見事なまでに〈100%筋少〉ーー市川哲史が筋肉少女帯『おまけのいちにち(闘いの日々)』を聴く

 さて筋少17枚目のニューアルバム『おまけのいちにち(闘いの日々)』に話を戻す。なんかもうパッケージから中身から全てが、絵に描いたような筋少イディオムだった。「球体関節人形の夜」とか「枕投げ営業」とか「おわかりいただけただろうか」は大槻十八番の一発ギャグ、もとい巧妙な〈ワンフレーズ・コンセプト〉だ。

 いまさらながらのJポップへの反乱ソング「時は来た」は、さすがの饒舌なアジテーションが聴かせる。タイトルがスベってるのは故意なのだろう。きっと。

 若い世代が馴染み薄い固有名詞を散々並べといて、最後に「古い例えだ 検索各々で」で済ませた「混ぜるな危険」には、私も激しく賛同する。サビがマジンガーZに似てるのはどうかと思うが。

 また昭和を代表する刑事ドラマから、『大都会』と『特捜最前線』のテーマ曲が各々カヴァーされている。前者は銃弾撃ちまくりの石原プロ作品、後者は年に一度撃つか撃たないかの超ペシミスティック群像劇なだけに、一緒の括りには違和感あるが後者の「私だけの十字架」が名曲なので許す。大槻の唄がかなり台無しにしてもなお、まだ素晴らしいということはまさに〈真の名曲〉なのだ。

### データ行
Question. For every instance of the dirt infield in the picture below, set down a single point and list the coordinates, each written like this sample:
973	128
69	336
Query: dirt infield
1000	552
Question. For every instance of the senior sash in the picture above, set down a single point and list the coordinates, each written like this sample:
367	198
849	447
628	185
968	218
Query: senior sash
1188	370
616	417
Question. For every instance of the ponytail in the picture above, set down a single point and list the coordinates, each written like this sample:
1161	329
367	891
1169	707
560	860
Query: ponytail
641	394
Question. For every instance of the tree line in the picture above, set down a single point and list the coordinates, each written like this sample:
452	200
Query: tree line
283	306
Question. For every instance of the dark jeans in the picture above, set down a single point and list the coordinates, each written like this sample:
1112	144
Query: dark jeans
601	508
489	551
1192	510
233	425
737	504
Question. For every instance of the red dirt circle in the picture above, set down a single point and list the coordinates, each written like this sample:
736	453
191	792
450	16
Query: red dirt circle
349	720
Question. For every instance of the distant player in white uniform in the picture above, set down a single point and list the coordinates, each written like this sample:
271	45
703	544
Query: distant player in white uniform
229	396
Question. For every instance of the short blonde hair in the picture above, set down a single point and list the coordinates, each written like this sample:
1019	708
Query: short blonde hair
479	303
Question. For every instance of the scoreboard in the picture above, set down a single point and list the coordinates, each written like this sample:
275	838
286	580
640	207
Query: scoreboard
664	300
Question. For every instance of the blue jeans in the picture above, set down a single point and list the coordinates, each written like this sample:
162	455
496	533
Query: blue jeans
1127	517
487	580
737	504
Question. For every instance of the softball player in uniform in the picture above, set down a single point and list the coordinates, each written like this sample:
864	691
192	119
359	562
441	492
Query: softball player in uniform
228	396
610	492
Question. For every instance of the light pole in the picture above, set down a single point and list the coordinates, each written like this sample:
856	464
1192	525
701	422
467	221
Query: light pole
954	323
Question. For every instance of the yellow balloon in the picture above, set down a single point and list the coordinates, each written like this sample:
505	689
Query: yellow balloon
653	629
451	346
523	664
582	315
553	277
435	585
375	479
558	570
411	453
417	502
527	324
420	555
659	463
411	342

### 課題
- 1) 抜粋文の「いまさらながらのJポップへの」から「はまさに〈真の名曲〉なのだ。」までを、一字も変えずに書き写すこと。
- 2) 抜粋文によれば、『おまけのいちにち(闘いの日々)』は筋少の何枚目のアルバムか。

### 記述回答
- 1)
いまさらながらのJポップへの反乱ソング「時は来た」は、さすがの饒舌なアジテーションが聴かせる。タイトルがスベってるのは故意なのだろう。きっと。

 若い世代が馴染み薄い固有名詞を散々並べといて、最後に「古い例えだ 検索各々で」で済ませた「混ぜるな危険」には、私も激しく賛同する。サビがマジンガーZに似てるのはどうかと思うが。

 また昭和を代表する刑事ドラマから、『大都会』と『特捜最前線』のテーマ曲が各々カヴァーされている。前者は銃弾撃ちまくりの石原プロ作品、後者は年に一度撃つか撃たないかの超ペシミスティック群像劇なだけに、一緒の括りには違和感あるが後者の「私だけの十字架」が名曲なので許す。大槻の唄がかなり台無しにしてもなお、まだ素晴らしいということはまさに〈真の名曲〉なのだ。

- 2) 17枚目のニューアルバムである。